Object location annotation data:
--- start ---

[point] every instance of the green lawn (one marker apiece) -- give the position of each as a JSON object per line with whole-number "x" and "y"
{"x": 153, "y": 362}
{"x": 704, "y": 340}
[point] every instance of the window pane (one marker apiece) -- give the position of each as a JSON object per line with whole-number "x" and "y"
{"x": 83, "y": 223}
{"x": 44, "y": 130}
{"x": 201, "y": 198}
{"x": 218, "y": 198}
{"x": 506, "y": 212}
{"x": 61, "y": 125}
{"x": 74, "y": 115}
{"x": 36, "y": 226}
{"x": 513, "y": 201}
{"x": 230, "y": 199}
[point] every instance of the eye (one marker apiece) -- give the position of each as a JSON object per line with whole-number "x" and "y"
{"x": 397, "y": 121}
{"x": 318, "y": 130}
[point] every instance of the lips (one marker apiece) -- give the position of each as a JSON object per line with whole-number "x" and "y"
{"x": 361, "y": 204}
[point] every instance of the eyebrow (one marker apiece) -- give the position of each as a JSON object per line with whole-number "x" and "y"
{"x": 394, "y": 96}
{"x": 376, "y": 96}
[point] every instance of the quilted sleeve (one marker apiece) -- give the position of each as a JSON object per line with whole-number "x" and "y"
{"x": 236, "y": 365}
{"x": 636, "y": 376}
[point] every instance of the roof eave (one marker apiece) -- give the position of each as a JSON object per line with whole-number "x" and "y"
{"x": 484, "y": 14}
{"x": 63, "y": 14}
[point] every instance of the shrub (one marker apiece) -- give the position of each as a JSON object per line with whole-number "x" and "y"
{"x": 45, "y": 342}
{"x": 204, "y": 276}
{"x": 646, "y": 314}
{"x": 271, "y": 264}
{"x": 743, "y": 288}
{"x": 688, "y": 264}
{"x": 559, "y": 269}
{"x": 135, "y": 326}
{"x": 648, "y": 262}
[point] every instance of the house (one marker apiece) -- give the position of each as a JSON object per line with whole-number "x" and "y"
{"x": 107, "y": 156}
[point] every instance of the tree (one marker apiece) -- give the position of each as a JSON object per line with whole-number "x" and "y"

--- end ---

— Goal of the exercise —
Make an exact copy of every entry.

— Complete output —
[point] every instance of the green lawn (one marker apiece) -- give the position of each as a JSON object per line with whole-number "x" and "y"
{"x": 153, "y": 362}
{"x": 704, "y": 340}
[point] every instance of the window pane (one marker apiece) -- give the position of each as a JSON object per line with whole-number "x" and "y"
{"x": 83, "y": 223}
{"x": 44, "y": 130}
{"x": 201, "y": 198}
{"x": 218, "y": 198}
{"x": 506, "y": 212}
{"x": 61, "y": 125}
{"x": 74, "y": 115}
{"x": 36, "y": 226}
{"x": 513, "y": 201}
{"x": 230, "y": 199}
[point] every instance of the eye (one marker apiece) -- give the position of each as a JSON object per line with whole-number "x" and "y"
{"x": 397, "y": 121}
{"x": 318, "y": 130}
[point] every instance of the lips (one marker apiece) -- give the position of each as a JSON object per line with whole-number "x" and "y"
{"x": 361, "y": 204}
[point] every instance of the eyebrow (one marker apiece) -- give the position of each as a JSON object per line with whole-number "x" and "y"
{"x": 394, "y": 96}
{"x": 376, "y": 96}
[point] every instance of the quilted sleeve (one marker apiece) -- give the position of each as a JSON object per line with whole-number "x" and "y"
{"x": 236, "y": 365}
{"x": 636, "y": 376}
[point] every instance of the roof eave (one marker apiece) -- give the position of each as a JSON object per line with whole-number "x" and "y"
{"x": 484, "y": 14}
{"x": 63, "y": 14}
[point] every instance of the shrub (one marker apiece) -- give the position of each as a JSON object per line with whole-number "x" and "y"
{"x": 45, "y": 342}
{"x": 204, "y": 276}
{"x": 646, "y": 314}
{"x": 271, "y": 264}
{"x": 743, "y": 288}
{"x": 688, "y": 264}
{"x": 559, "y": 269}
{"x": 135, "y": 326}
{"x": 648, "y": 262}
[point] every instance of the house (one marker apiece) -- give the position of each as a JSON object per line with whole-number "x" and "y"
{"x": 107, "y": 156}
[point] every instance of the tree (one marker apiece) -- give the position of each as a JSON object per line with whole-number "x" and "y"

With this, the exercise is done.